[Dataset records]
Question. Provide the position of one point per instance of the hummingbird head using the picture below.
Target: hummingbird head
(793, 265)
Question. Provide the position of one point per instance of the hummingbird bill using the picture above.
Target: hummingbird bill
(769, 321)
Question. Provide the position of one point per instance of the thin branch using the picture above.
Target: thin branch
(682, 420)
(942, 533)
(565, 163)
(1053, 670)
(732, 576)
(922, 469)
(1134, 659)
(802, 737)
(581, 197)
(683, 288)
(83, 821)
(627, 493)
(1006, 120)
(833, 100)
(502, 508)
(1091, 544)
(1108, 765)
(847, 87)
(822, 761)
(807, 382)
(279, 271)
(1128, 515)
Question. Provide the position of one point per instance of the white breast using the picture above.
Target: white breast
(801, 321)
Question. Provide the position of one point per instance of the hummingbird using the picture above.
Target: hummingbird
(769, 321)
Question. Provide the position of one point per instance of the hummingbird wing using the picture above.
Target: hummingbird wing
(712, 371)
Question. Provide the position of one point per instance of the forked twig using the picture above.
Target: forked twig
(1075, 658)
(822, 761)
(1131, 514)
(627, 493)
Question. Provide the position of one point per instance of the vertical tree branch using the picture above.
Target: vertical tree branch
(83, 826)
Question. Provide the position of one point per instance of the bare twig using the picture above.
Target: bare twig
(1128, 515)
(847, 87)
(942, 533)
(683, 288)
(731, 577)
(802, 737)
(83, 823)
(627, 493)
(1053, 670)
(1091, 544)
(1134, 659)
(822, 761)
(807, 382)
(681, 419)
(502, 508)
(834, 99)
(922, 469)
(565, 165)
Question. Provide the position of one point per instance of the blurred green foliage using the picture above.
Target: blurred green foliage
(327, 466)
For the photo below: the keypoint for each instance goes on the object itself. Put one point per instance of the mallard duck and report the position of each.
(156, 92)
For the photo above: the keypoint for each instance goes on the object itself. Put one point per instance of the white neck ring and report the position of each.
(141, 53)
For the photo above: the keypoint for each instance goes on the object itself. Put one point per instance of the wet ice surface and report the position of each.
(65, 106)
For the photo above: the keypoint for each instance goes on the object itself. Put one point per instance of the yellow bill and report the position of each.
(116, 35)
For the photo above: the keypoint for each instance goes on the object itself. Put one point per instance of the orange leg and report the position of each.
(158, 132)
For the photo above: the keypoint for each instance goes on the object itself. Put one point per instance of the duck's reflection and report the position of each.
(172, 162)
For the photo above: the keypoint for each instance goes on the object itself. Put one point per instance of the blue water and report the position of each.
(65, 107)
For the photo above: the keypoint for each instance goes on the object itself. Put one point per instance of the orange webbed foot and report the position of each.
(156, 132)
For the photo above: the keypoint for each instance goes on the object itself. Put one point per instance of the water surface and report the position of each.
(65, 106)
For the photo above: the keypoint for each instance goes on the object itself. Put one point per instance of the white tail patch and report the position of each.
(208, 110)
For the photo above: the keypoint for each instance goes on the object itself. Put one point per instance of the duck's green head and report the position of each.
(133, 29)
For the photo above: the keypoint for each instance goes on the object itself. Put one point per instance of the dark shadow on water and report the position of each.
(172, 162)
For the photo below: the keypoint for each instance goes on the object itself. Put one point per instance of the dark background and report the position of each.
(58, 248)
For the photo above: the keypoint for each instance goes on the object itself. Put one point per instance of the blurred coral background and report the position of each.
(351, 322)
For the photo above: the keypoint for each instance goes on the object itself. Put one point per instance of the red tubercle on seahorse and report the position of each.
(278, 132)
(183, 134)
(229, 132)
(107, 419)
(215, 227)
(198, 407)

Short exercise: Repeat every line of the records above exactly.

Solution for this task:
Question. Provide the position of one point per instance of the hummingbird head using the picture below.
Target: hummingbird head
(793, 265)
Question. Provide the position of one point per instance of the hummingbird bill using the picture above.
Target: hummingbird bill
(769, 321)
Question. Provide the position of one point per instance of the thin branch using the picture above.
Target: thin branch
(682, 420)
(942, 533)
(565, 163)
(1053, 670)
(732, 576)
(922, 469)
(1134, 659)
(802, 737)
(581, 197)
(683, 288)
(83, 821)
(627, 493)
(1006, 120)
(833, 100)
(502, 508)
(1091, 544)
(1108, 765)
(847, 87)
(822, 761)
(807, 382)
(279, 271)
(1128, 515)
Question. Provide the position of one point per instance of the white breast using the picture above.
Target: white breast
(801, 321)
Question. Provide the position of one point per instance of the hummingbird using the picture above.
Target: hummingbird
(769, 321)
Question. Provide the position of one point per instance of the hummingbird wing using the picture above.
Target: hummingbird wing
(712, 371)
Question. Provide the position of one point per instance of the forked twig using the picture above.
Target: forked twig
(1075, 658)
(822, 761)
(1131, 514)
(627, 493)
Question. Provide the position of one point per instance of the vertical tree branch using the picture above.
Target: vertical tree branch
(83, 826)
Question. Provide the position of one point per instance of the bare twig using the picture above.
Target: bare twig
(1128, 515)
(847, 87)
(942, 533)
(683, 288)
(731, 577)
(802, 737)
(83, 823)
(627, 493)
(1053, 670)
(1091, 544)
(1134, 659)
(822, 761)
(807, 382)
(681, 419)
(502, 508)
(834, 99)
(922, 469)
(565, 165)
Question. Provide the position of one point per instance of the blurred green foliage using the picture above.
Target: blurred green foliage
(327, 466)
For the photo below: the keypoint for each instance goes on the object itself. Put one point per instance of the mallard duck and report the position of each.
(156, 92)
For the photo above: the keypoint for each instance goes on the object itself. Put one point per instance of the white neck ring and report the position of each.
(141, 53)
For the photo above: the keypoint for each instance goes on the object itself. Put one point per instance of the wet ice surface and report the position of each.
(65, 106)
For the photo above: the keypoint for each instance goes on the object itself. Put one point per instance of the yellow bill and report the position of each.
(116, 35)
For the photo above: the keypoint for each instance goes on the object itself. Put one point per instance of the orange leg and report the position of each.
(158, 132)
For the photo above: the keypoint for each instance goes on the object itself. Put one point per instance of the duck's reflection and report the position of each.
(172, 162)
For the photo above: the keypoint for each instance goes on the object itself. Put one point per instance of the blue water and report the position of each.
(65, 107)
For the photo above: the keypoint for each instance goes on the object itself. Put one point per instance of the orange webbed foot and report the position of each.
(156, 132)
For the photo above: the keypoint for each instance goes on the object itself. Put one point per instance of the water surface and report the position of each.
(65, 106)
For the photo above: the keypoint for each instance goes on the object itself. Put one point per instance of the white tail patch and report the position of each.
(208, 110)
For the photo above: the keypoint for each instance goes on the object itself. Put one point per instance of the duck's green head and report the position of each.
(133, 29)
For the photo above: the keypoint for each instance goes on the object itself. Put one point per instance of the dark shadow on water and report the position of each.
(172, 162)
For the photo below: the keypoint for each instance goes on the object itself. Put one point per instance of the dark background and report the position of each.
(58, 248)
For the photo above: the keypoint for each instance goes on the object itself. Put one point per instance of the blurred coral background and report the position of each.
(351, 322)
For the photo above: the keypoint for each instance goes on the object itself. Put one point per instance of the red tubercle on seahorse and report the position of each.
(278, 132)
(183, 134)
(229, 132)
(107, 419)
(215, 227)
(198, 407)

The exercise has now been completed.